ESERCIZIO 1
Cita per intero il testo sulla scomparsa di Abbas Kiarostami, senza cambiare nulla.
ESERCIZIO 2
Estrai dai record tutte le righe in cui compare la parola "window".

BRANO DA LEGGERE
○ ○ ○ ○ ○
Nella casa non c'è più il mio amico
In foto, Kiarostami nel 2000, quando ricoprì il ruolo di presidente di giuria.
Quando scompare un
grande artista non ci dovrebbe essere posto per i ricordi personali,
quelli in cui il testimone si fa grande all'ombra di chi non c'è più. E
la scomparsa di Abbas Kiarostami è uno di quei terremoti inattesi e
fragorosi che lascia attoniti e in silenzio tutti quelli che lo hanno
amato e riconosciuto maestro e faro della sua cultura.
Eppure
per la famiglia del Noir la sua morte è anche il segno improvviso di
un'assenza dolorosa e personale. Era un giorno d'inverno di ormai troppi
anni fa quando il più grande regista iraniano vivente arrivò, stretto
nella sua giacca a vento, infreddolito e curioso nel paesino alpestre di
Courmayeur con la qualifica di presidente della giuria del festival.
C'era qualcosa di miracoloso in quell'incontro tra due mondi che
apparentemente non avevano ragione di trovarsi: da un lato il cinema di
genere, i delitti, i colpevoli e gli innocenti, dall'altro il poeta
sommesso del dialogo, dell'amicizia, della tolleranza. A permettere
l'incontro era una donna che molto ha contato nelle nostre vite e in
quella di Abbas di cui era amica sincera e "ambasciatrice" italiana:
Elisa Resegotti che poi avrebbe curato la bellissima mostra di
Kiarostami fotografo per il Museo del Cinema di Torino. Grazie a lei
quell'uomo schivo che non toglieva mai gli occhiali scuri salì in
montagna con la curiosità inquieta e divertita di chi esplora un
continente nuovo.
○ ○ ○ ○ ○
MATERIALE FORNITO
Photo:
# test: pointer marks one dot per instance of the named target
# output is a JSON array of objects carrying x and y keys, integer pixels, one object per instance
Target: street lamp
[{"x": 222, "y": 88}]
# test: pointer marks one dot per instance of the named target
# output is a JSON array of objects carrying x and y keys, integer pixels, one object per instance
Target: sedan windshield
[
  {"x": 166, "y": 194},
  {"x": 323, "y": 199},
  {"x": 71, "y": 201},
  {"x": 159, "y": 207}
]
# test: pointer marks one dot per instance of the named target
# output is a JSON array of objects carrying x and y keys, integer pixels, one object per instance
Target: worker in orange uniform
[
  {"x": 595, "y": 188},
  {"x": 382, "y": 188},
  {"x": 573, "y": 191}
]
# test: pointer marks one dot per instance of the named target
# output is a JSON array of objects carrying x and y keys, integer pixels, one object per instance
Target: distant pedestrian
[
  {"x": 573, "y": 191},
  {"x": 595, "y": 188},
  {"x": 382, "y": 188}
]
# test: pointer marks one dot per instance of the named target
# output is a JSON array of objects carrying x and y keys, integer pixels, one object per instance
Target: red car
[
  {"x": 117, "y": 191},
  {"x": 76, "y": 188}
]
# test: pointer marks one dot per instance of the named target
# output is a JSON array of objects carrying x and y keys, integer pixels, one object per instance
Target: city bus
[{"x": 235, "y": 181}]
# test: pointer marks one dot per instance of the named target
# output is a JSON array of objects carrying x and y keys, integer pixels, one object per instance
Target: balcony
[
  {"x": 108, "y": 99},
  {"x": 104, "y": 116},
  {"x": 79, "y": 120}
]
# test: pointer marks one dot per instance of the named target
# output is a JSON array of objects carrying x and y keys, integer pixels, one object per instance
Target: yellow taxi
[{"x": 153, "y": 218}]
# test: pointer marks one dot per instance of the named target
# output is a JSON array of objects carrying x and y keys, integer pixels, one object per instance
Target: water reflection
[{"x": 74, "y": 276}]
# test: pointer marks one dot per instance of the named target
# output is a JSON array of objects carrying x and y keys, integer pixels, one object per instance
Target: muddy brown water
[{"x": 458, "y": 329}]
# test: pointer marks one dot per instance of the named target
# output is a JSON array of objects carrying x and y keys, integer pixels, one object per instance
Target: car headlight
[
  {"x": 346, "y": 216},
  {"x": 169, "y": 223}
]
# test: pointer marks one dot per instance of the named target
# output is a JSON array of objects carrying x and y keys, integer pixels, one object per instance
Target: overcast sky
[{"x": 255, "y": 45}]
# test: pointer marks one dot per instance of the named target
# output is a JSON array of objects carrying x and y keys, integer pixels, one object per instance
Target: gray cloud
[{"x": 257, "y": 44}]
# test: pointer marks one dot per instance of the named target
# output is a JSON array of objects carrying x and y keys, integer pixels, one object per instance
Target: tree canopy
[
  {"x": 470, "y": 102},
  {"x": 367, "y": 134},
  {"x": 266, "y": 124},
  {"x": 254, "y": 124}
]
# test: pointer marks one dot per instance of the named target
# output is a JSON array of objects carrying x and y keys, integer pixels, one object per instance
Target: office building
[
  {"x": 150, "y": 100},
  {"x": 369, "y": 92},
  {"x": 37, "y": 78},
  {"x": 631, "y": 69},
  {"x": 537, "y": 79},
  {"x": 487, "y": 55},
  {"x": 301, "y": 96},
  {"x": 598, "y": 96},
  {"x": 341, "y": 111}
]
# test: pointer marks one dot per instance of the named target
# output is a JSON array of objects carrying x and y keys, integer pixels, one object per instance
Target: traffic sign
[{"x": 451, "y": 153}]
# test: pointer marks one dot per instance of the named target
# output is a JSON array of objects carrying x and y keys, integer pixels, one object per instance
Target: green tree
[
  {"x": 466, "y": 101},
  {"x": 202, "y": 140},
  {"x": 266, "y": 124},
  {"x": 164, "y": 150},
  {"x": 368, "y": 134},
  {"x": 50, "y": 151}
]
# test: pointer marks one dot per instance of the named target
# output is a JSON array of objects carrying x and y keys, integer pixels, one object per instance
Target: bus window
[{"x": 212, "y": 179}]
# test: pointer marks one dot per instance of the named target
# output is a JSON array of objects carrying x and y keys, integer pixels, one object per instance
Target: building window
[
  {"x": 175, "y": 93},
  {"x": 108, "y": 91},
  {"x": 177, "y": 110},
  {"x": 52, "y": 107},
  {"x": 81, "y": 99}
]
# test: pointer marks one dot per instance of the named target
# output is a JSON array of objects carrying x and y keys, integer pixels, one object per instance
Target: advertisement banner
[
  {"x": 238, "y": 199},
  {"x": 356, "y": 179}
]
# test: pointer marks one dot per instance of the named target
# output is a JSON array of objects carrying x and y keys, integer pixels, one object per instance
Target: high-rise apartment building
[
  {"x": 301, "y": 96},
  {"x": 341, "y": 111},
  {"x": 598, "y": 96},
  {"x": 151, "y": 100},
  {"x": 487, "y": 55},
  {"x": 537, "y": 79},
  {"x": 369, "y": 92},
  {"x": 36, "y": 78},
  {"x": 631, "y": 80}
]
○ ○ ○ ○ ○
SOLUZIONE 1
Nella casa non c'è più il mio amico
In foto, Kiarostami nel 2000, quando ricoprì il ruolo di presidente di giuria.
Quando scompare un
grande artista non ci dovrebbe essere posto per i ricordi personali,
quelli in cui il testimone si fa grande all'ombra di chi non c'è più. E
la scomparsa di Abbas Kiarostami è uno di quei terremoti inattesi e
fragorosi che lascia attoniti e in silenzio tutti quelli che lo hanno
amato e riconosciuto maestro e faro della sua cultura.
Eppure
per la famiglia del Noir la sua morte è anche il segno improvviso di
un'assenza dolorosa e personale. Era un giorno d'inverno di ormai troppi
anni fa quando il più grande regista iraniano vivente arrivò, stretto
nella sua giacca a vento, infreddolito e curioso nel paesino alpestre di
Courmayeur con la qualifica di presidente della giuria del festival.
C'era qualcosa di miracoloso in quell'incontro tra due mondi che
apparentemente non avevano ragione di trovarsi: da un lato il cinema di
genere, i delitti, i colpevoli e gli innocenti, dall'altro il poeta
sommesso del dialogo, dell'amicizia, della tolleranza. A permettere
l'incontro era una donna che molto ha contato nelle nostre vite e in
quella di Abbas di cui era amica sincera e "ambasciatrice" italiana:
Elisa Resegotti che poi avrebbe curato la bellissima mostra di
Kiarostami fotografo per il Museo del Cinema di Torino. Grazie a lei
quell'uomo schivo che non toglieva mai gli occhiali scuri salì in
montagna con la curiosità inquieta e divertita di chi esplora un
continente nuovo.

SOLUZIONE 2
Target: bus window
Target: building window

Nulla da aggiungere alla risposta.